JOBS
1 - Update the song article from the words "In a 2005 interview, Williams" through "all time now.", putting "music director" in place of "vocal director".
2 - Translate this sentence from the song article into Spanish: "The song was selected as the theme song for Christmas Seals in 1968, 1976, 2009 and 2012."

TEXT BLOCK
+ + + + + + +

"It's the Most Wonderful Time of the Year" is a popular Christmas song written in 1963 by Edward Pola and George Wyle. It was recorded and released that year by pop singer Andy Williams for his first Christmas album, The Andy Williams Christmas Album. However, the song was not released as a promotional single by Williams' record label (Columbia Records) that year, as they instead opted to promote his cover of "White Christmas" as the official promo single from the album. The song peaked at No. 21 on the UK Singles Chart in 2007 and reached into the Top 10 consistently in the 2000s, peaking at No. 5 in 2020 on the Billboard Hot 100 singles chart in the USA.

History

Song content

The song is a celebration and description of activities associated with the Christmas season, focusing primarily on get-togethers between friends and families. Among the activities included in the song is the telling of "scary ghost stories," a Victorian Christmas tradition that has mostly fallen into disuse, but survives in the seasonal popularity of numerous adaptations of Charles Dickens' A Christmas Carol. Other activities mentioned include hosting parties, spontaneous visits from friends, universal social gaiety, spending time with loved ones, sledding for children, roasting marshmallows, sharing stories about previous Christmases, and singing Christmas carols in winter weather.

In a 2005 interview, Williams discusses how The Andy Williams Show figured into his recording of the song, first introduced in the 1962 Christmas episode: George Wyle, who is a vocal director, who wrote all of the choir stuff and all of the duets and trios and things that I did with all the guests, he wrote a song just for the show – I think the second Christmas show we did – called 'Most Wonderful Time of the Year'. So I did that, you know, every Christmas, and then other people started doing it. And then suddenly it's become – not suddenly but over 30 years – it's become a big standard. I think it's one of the top 10 Christmas songs of all time now.

Although Williams recorded multiple other versions throughout his life, the original 1963 version remains the most popular and well-known.

The song was selected as the theme song for Christmas Seals in 1968, 1976, 2009 and 2012.

Other notable versions
 1986: Johnny Mathis, for his album Christmas Eve with Johnny Mathis. This recording later made both the Billboard Holiday 100 and Holiday Airplay charts during the 2000s and 2010s.
 1992: Amy Grant for her album, Home for Christmas.
 1997: Peabo Bryson for his album, Peace on Earth.
 1999: Garth Brooks, for his album Garth Brooks and the Magic of Christmas. Brooks also became the first artist to chart a version of the song in North America, as his remake peaked at No. 56 on the Billboard Hot Country Singles & Tracks chart on the week ending January 8, 2000.
 2003/2004: Andy Williams, in a shorter, more upbeat version for the 2004 film Surviving Christmas.
 2008: Harry Connick Jr., for his album What a Night! A Christmas Album. This recording peaked at No. 9 on the Billboard Adult Contemporary chart on the week ending December 20, 2008.
 2008: BarlowGirl, for their album, Home for Christmas. This recording peaked at No. 21 on the Billboard Hot Christian Songs chart and at No. 25 on the Billboard Christian AC Songs charts (both on the week ending January 3, 2009).
 2015: Kylie Minogue for her album, Kylie Christmas.

+ + + + + + +

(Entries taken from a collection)
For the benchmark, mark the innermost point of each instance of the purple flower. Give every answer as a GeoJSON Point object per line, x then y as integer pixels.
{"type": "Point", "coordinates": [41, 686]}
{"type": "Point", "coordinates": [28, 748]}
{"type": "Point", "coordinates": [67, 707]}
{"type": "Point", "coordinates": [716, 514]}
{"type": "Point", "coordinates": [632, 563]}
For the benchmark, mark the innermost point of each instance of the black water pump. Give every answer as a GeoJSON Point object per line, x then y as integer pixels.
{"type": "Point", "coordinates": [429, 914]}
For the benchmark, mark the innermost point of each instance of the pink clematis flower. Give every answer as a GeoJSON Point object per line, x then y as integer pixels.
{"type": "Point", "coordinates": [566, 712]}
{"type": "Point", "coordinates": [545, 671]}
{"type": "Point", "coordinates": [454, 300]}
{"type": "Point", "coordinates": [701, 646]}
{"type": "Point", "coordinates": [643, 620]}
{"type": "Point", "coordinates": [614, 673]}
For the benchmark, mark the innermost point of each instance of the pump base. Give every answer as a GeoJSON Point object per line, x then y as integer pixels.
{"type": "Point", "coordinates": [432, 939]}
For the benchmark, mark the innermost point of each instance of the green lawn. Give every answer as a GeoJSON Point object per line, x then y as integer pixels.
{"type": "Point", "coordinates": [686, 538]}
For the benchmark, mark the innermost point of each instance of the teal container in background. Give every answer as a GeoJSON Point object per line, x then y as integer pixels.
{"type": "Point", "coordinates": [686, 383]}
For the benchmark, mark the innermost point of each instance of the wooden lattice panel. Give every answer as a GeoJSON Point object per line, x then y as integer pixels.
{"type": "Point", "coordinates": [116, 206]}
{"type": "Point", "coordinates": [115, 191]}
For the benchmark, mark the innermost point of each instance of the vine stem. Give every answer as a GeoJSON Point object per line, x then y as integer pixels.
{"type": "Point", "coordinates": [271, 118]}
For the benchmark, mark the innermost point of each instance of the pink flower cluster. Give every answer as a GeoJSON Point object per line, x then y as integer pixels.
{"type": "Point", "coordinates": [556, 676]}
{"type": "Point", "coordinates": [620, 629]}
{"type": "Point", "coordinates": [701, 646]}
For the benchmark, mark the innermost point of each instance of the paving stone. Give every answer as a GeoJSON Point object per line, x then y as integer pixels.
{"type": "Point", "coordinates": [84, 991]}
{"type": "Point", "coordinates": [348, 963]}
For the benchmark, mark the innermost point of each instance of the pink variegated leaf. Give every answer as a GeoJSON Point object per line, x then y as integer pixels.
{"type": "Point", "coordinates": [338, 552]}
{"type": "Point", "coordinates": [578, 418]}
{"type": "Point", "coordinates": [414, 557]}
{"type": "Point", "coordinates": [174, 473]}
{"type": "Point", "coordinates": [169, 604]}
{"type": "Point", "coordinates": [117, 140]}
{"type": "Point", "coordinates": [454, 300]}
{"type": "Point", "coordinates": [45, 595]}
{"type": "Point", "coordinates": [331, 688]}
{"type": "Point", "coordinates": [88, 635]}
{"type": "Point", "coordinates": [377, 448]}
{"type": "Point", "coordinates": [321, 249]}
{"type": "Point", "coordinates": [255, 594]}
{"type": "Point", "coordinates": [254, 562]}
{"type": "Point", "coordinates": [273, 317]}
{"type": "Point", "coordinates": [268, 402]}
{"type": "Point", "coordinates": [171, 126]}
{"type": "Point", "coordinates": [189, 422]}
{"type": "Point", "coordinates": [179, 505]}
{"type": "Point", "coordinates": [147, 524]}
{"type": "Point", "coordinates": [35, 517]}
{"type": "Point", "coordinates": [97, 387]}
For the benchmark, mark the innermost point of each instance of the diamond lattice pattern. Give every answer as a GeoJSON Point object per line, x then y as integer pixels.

+ + + + + + +

THE RESPONSES
1 -
In a 2005 interview, Williams discusses how The Andy Williams Show figured into his recording of the song, first introduced in the 1962 Christmas episode: George Wyle, who is a music director, who wrote all of the choir stuff and all of the duets and trios and things that I did with all the guests, he wrote a song just for the show – I think the second Christmas show we did – called 'Most Wonderful Time of the Year'. So I did that, you know, every Christmas, and then other people started doing it. And then suddenly it's become – not suddenly but over 30 years – it's become a big standard. I think it's one of the top 10 Christmas songs of all time now.

2 - La canción fue elegida como tema musical de Christmas Seals en 1968, 1976, 2009 y 2012.